EXERCISE DIRECTIONS - Copy out the records below word for word, beginning at the line that contains "I challenge you to locate dashed" and ending after the line that contains "[126,268,160,289]".

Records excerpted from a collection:
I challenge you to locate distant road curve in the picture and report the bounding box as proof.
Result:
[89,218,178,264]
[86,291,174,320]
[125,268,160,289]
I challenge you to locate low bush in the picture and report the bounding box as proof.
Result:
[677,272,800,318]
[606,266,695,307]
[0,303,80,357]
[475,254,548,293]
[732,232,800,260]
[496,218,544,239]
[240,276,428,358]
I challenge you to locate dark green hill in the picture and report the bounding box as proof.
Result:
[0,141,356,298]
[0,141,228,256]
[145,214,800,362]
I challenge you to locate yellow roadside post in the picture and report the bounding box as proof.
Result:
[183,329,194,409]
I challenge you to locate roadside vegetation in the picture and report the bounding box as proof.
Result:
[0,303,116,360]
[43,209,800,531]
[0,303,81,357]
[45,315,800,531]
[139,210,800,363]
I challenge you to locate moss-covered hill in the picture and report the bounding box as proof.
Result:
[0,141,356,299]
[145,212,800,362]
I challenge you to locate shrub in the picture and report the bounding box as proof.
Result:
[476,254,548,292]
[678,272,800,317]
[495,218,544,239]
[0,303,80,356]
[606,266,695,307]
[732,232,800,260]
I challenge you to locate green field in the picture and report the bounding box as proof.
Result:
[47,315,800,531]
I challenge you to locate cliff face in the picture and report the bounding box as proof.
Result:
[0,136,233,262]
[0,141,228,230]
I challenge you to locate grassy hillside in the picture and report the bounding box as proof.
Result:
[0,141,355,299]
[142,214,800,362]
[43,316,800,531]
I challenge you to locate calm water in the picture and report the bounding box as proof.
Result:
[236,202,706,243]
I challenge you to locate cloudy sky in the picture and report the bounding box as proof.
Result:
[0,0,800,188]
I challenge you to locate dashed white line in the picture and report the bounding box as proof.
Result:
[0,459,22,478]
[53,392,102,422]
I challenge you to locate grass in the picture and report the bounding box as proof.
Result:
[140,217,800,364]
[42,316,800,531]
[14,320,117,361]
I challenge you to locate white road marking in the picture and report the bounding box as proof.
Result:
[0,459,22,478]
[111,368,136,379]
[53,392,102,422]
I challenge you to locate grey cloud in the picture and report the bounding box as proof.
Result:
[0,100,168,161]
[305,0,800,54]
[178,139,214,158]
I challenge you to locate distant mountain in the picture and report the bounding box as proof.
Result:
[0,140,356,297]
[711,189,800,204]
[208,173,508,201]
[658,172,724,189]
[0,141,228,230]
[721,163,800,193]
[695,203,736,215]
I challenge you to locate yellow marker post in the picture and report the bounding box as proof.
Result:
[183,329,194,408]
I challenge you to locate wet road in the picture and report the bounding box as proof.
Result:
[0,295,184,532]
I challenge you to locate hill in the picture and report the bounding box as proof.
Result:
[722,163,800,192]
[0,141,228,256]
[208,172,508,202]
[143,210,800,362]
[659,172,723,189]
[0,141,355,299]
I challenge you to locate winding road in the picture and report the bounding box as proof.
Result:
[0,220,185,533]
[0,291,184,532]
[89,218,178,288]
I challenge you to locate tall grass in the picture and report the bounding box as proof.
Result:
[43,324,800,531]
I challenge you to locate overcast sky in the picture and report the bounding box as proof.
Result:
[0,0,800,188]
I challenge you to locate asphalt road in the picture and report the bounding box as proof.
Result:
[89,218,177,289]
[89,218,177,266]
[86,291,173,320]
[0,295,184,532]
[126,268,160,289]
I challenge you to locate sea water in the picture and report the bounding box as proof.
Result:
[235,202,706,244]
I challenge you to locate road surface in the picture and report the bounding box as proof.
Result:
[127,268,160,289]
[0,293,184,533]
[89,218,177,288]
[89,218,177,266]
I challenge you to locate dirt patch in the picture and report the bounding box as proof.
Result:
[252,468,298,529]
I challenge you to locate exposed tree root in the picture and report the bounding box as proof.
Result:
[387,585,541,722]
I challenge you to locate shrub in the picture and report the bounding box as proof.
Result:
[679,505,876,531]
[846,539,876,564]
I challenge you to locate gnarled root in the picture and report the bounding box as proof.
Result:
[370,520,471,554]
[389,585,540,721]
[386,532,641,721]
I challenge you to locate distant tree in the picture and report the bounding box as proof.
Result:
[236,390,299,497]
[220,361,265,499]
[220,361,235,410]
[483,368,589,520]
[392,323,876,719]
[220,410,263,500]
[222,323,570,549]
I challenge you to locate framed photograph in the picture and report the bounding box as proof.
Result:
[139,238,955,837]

EXPECTED OUTPUT -
I challenge you to locate dashed white line in the picture and report the bounding box as proof.
Result:
[0,459,22,478]
[53,392,102,422]
I challenge you to locate grass in the picture and report the bounding box as proof.
Result:
[140,217,800,364]
[42,316,800,531]
[14,320,117,361]
I challenge you to locate white road marking in the picture and report the bounding box as proof.
Result:
[0,459,22,478]
[111,368,136,379]
[53,392,102,422]
I challenge you to locate grey cloud in the picture and report the bounding box as proof.
Result:
[0,100,168,161]
[305,0,800,54]
[178,139,214,158]
I challenge you to locate distant mountain in the picture and report the bounding box as proof.
Result:
[0,140,356,297]
[711,189,800,204]
[208,173,508,201]
[658,172,724,189]
[0,141,228,230]
[721,163,800,193]
[695,203,736,215]
I challenge you to locate yellow marker post in the picture and report the bounding box as proof.
Result:
[183,329,194,408]
I challenge you to locate wet road in the picture and report the bounding box as proof.
Result:
[0,295,184,532]
I challenge you to locate hill in the picture and report the bounding box as proof.
Result:
[722,163,800,192]
[0,141,228,256]
[208,172,508,202]
[143,210,800,362]
[659,172,723,189]
[0,141,355,299]
I challenge you to locate winding road in the picture and report the bounding box as proof.
Result:
[0,220,185,533]
[0,291,184,532]
[89,218,178,288]
I challenge you to locate tall grass in the picture and report the bounding box as proof.
Result:
[43,324,800,531]
I challenge you to locate overcast sky in the picture and report the bounding box as proof.
Result:
[0,0,800,188]
I challenge you to locate asphalt road in the picture and report the bounding box as proof.
Result:
[89,218,177,289]
[89,218,177,266]
[86,291,173,320]
[0,295,184,532]
[126,268,160,289]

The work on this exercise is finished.